Collected data entries
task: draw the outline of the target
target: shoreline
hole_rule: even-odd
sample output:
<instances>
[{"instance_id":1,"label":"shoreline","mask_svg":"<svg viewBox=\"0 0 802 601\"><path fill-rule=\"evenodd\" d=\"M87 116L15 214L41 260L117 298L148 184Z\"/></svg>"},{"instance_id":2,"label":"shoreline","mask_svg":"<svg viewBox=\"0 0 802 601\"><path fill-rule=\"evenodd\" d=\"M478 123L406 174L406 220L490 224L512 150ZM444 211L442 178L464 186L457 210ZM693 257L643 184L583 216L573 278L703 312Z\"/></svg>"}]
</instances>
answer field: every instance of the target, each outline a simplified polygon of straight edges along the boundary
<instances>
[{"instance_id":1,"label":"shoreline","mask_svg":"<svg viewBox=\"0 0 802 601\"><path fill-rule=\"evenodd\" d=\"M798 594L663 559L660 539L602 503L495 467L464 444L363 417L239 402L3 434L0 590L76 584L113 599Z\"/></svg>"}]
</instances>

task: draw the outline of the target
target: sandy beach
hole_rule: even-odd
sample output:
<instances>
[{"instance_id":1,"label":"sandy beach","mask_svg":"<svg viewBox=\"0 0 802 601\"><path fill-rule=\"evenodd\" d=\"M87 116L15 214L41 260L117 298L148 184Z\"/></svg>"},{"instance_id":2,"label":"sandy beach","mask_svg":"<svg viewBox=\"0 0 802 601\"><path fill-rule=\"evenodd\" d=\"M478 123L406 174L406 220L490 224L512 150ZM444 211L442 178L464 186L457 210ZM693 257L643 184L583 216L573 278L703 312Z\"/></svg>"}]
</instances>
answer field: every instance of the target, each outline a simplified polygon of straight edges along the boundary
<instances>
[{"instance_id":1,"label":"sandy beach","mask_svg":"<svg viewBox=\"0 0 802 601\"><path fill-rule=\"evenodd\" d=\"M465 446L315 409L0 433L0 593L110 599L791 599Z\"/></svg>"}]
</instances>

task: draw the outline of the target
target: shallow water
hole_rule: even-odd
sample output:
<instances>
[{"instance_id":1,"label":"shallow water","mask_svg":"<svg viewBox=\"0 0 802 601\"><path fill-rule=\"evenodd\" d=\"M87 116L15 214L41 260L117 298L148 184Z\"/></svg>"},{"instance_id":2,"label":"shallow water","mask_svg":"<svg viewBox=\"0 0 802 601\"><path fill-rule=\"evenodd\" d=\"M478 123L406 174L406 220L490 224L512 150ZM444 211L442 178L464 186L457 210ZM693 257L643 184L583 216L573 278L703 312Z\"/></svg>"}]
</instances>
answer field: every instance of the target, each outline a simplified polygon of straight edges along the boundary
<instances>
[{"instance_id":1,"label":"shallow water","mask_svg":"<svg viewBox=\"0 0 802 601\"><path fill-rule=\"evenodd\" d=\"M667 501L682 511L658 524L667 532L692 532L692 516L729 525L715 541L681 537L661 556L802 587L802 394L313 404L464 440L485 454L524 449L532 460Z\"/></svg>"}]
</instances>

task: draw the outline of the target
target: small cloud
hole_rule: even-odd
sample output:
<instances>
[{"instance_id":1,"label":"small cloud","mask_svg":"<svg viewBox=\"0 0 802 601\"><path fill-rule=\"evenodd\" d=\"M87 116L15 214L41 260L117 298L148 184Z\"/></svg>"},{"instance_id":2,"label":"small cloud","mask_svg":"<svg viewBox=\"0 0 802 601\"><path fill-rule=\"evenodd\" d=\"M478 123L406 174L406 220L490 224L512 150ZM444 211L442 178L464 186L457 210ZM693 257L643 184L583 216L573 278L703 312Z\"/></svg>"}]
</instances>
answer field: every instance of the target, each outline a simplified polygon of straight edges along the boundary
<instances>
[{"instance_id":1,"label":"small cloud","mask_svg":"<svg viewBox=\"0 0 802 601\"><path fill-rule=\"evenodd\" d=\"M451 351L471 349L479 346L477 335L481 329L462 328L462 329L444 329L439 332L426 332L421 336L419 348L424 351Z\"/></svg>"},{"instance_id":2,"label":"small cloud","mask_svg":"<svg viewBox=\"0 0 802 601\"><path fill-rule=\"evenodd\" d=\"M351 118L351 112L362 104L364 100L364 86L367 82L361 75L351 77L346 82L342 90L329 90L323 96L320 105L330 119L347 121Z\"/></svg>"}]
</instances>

==

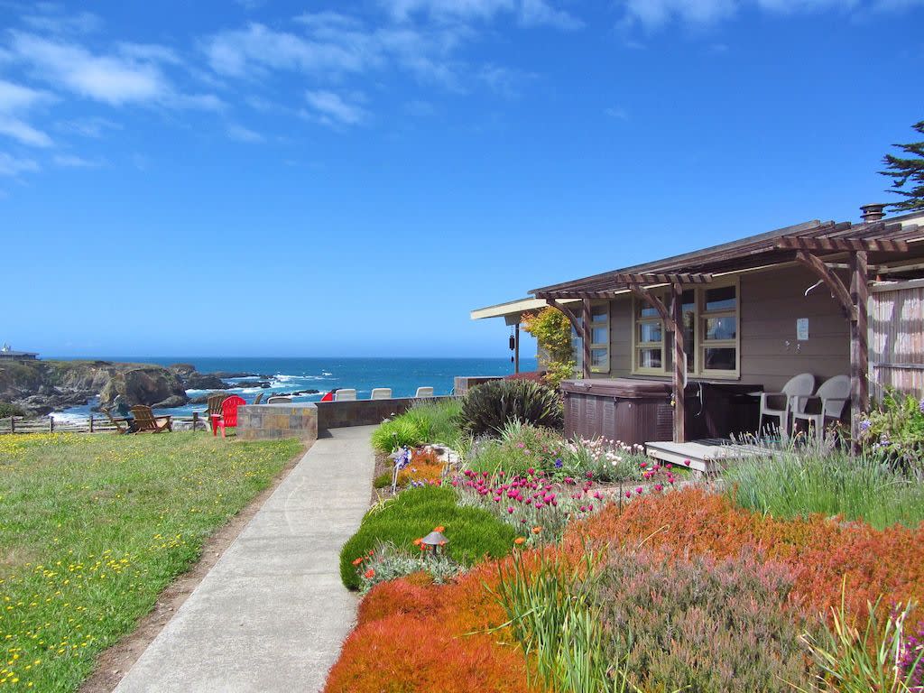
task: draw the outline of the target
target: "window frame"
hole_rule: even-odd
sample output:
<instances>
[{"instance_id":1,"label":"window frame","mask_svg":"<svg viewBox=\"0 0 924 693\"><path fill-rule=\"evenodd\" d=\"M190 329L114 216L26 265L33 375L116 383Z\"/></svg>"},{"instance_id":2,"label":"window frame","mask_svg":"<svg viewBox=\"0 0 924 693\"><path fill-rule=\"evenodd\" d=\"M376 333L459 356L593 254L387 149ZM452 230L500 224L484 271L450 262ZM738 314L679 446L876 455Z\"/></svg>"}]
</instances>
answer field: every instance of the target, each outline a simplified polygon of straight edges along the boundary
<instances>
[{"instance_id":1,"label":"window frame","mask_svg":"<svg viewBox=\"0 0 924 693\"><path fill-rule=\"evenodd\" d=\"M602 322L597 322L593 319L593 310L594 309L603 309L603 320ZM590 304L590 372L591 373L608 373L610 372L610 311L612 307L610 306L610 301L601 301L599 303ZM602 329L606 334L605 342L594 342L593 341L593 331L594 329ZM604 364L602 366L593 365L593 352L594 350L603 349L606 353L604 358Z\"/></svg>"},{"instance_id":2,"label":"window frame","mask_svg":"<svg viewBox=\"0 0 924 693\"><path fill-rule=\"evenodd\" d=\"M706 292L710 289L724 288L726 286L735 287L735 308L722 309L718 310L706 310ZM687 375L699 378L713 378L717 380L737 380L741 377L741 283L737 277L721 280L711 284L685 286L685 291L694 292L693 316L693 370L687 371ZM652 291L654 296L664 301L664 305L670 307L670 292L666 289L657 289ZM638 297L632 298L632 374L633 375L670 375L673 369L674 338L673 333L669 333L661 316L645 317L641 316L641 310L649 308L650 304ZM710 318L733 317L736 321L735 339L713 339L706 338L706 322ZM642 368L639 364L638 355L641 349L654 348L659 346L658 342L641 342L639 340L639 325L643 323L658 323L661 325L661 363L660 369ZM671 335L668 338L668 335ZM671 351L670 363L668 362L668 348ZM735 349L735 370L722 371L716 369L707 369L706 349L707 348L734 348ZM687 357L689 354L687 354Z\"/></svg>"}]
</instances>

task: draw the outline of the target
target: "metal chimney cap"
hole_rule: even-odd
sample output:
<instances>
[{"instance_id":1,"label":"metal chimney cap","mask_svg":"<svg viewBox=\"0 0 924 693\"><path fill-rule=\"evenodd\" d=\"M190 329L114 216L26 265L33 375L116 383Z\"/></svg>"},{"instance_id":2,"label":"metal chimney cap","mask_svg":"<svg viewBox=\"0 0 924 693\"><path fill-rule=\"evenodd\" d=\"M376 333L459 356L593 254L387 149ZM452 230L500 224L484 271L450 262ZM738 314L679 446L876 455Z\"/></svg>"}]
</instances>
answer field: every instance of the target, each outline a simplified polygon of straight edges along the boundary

TO BE DONE:
Tally the lines in the data above that contain the string "small". Reply with the number only.

ANSWER TO THIS PROBLEM:
3